### [Assignment 1]
From the planning text below, list every outcome that its final paragraph says the changes will help you reach.
### [Assignment 2]
Shorten the paragraph of the planning text that begins "This is also a great time to consider the needs of your family" into a brief list, keeping its main facts.
### [Assignment 3]
Decide whether each statement agrees with the planning text below, answering yes or no and quoting the deciding words: (a) Your first responsibility is to ministry. (b) Spending too little devotional time may be one cause of feeling burned out. (c) Keeping a New Year's resolution requires that it be rooted in a genuine need.

4. Consider your own personal goals and need for growth. If you are finding yourself feeling “burned out” spend some time asking the Lord, “Why am I feeling this way?” or “What am I doing regularly that is negatively impacting my life?”
It may be that you are spending too much time away from home, or not enough in devotional time. It will be different for everyone, but now is the time to plan out how you will not continue to do these same things. You don’t have to feel tired, depressed, worn out, etc. all the time.
This is also a great time to consider the needs of your family. Just as the seasons change, so do the needs of family. Each year brings its’ own set of problems and challenges, and so as you prayerfully plan your budget, calendar out events, and set your personal goals, also consider how your family has changed in the past year. Avoid excessive activity, and build in family time, or special time with a child that may need some extra attention. Your first responsibility is to your family, and then to ministry.
New Year’s Resolutions
For a person to keep a New Years’ resolution it has to be rooted in the person having a genuine need and the person seeing the benefit of keeping the resolution. Your praying, planning, budgeting will bring needed resolutions to your attention that if you make these changes will help you to be healthier, happier, more rested, and growing as a person.

### [Material provided]
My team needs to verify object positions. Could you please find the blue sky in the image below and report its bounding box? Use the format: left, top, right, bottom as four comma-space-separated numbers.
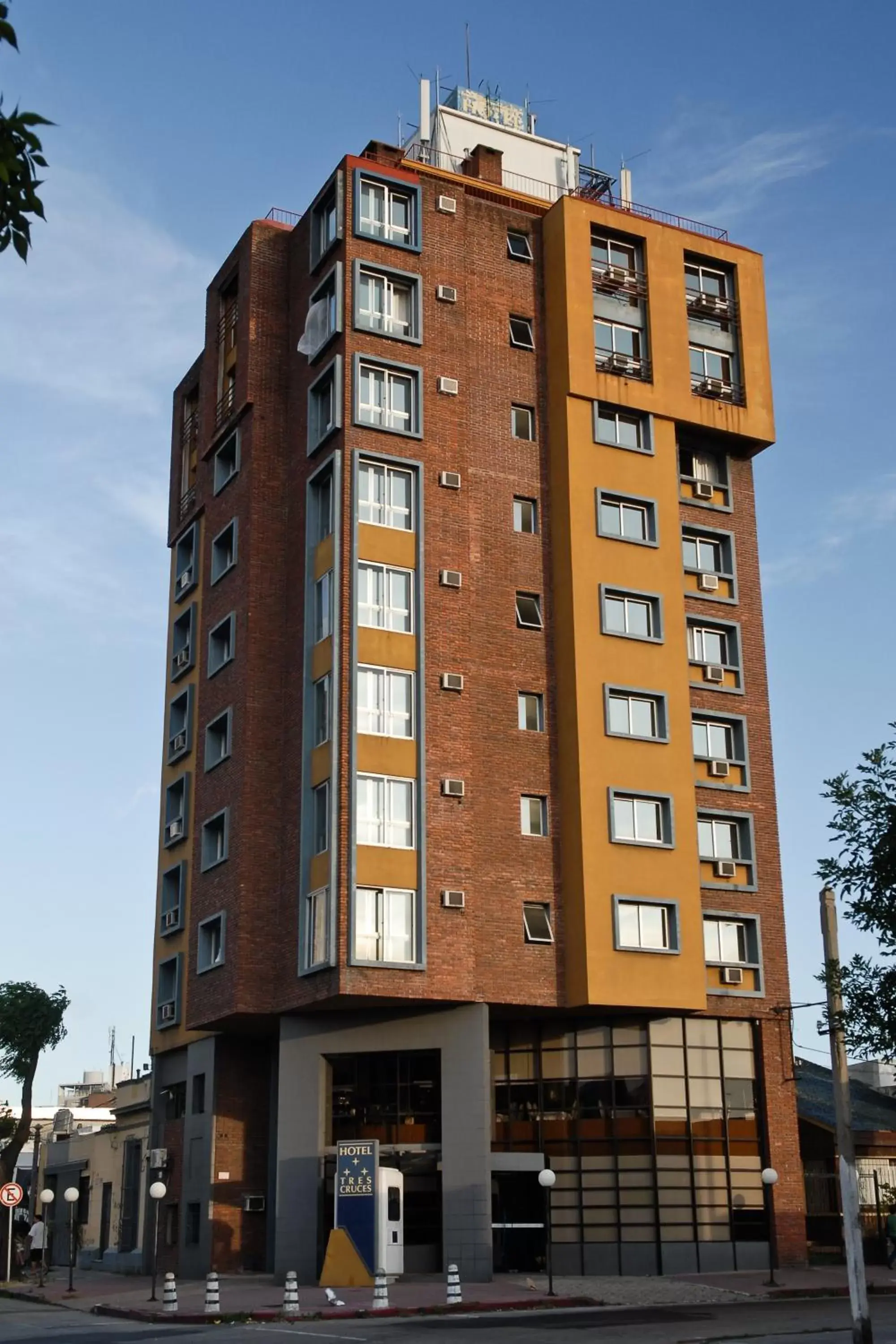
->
0, 0, 896, 1103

### [Written response 1]
- Healthier
- Happier
- More rested
- Growing as a person

### [Written response 2]
- Consider your family's needs, which change like the seasons.
- Each year brings its own problems and challenges.
- While you plan your budget, events, and personal goals, think about how your family has changed over the past year.
- Avoid excessive activity.
- Set aside family time, or special time with a child who needs extra attention.
- Family comes first, then ministry.

### [Written response 3]
(a) No: "Your first responsibility is to your family, and then to ministry."
(b) Yes: "or not enough in devotional time"
(c) Yes: "it has to be rooted in the person having a genuine need"